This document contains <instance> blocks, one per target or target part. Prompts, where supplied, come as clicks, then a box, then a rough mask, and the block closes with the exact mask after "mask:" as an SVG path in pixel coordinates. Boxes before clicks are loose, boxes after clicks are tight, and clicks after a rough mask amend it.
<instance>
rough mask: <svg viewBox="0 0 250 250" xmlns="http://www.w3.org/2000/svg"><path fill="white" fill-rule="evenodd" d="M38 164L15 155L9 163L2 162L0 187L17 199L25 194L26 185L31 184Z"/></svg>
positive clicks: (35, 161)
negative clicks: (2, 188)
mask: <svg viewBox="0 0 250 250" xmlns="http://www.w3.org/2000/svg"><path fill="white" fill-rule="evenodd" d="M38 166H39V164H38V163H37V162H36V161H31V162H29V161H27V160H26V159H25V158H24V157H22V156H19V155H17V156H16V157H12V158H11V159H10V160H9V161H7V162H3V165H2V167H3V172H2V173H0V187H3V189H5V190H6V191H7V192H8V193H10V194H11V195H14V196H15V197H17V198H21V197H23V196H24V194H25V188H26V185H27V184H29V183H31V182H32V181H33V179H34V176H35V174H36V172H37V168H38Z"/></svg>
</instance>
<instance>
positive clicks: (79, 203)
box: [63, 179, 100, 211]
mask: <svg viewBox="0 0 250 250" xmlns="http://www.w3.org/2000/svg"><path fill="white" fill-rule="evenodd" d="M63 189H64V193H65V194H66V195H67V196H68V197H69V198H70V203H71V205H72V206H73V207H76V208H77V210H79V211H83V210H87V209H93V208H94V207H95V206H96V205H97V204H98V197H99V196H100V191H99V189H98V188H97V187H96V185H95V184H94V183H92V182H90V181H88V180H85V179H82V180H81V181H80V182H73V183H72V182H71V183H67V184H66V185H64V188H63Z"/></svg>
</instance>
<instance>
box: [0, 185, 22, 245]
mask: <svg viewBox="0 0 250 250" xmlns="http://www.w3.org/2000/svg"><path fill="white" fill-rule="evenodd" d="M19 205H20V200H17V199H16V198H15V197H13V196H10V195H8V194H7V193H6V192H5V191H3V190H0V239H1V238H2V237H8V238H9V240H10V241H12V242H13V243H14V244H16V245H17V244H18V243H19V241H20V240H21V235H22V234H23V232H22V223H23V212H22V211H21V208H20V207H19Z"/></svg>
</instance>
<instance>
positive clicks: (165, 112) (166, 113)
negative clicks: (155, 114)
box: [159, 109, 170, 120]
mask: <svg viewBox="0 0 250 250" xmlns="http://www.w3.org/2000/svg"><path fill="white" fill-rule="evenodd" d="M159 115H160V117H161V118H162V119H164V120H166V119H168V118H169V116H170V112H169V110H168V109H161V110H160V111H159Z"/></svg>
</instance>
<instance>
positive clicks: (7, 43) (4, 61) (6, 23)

What is required: How many of the lines above contain the string "positive", matching case exactly? Reply with the number alone.

Your solution: 4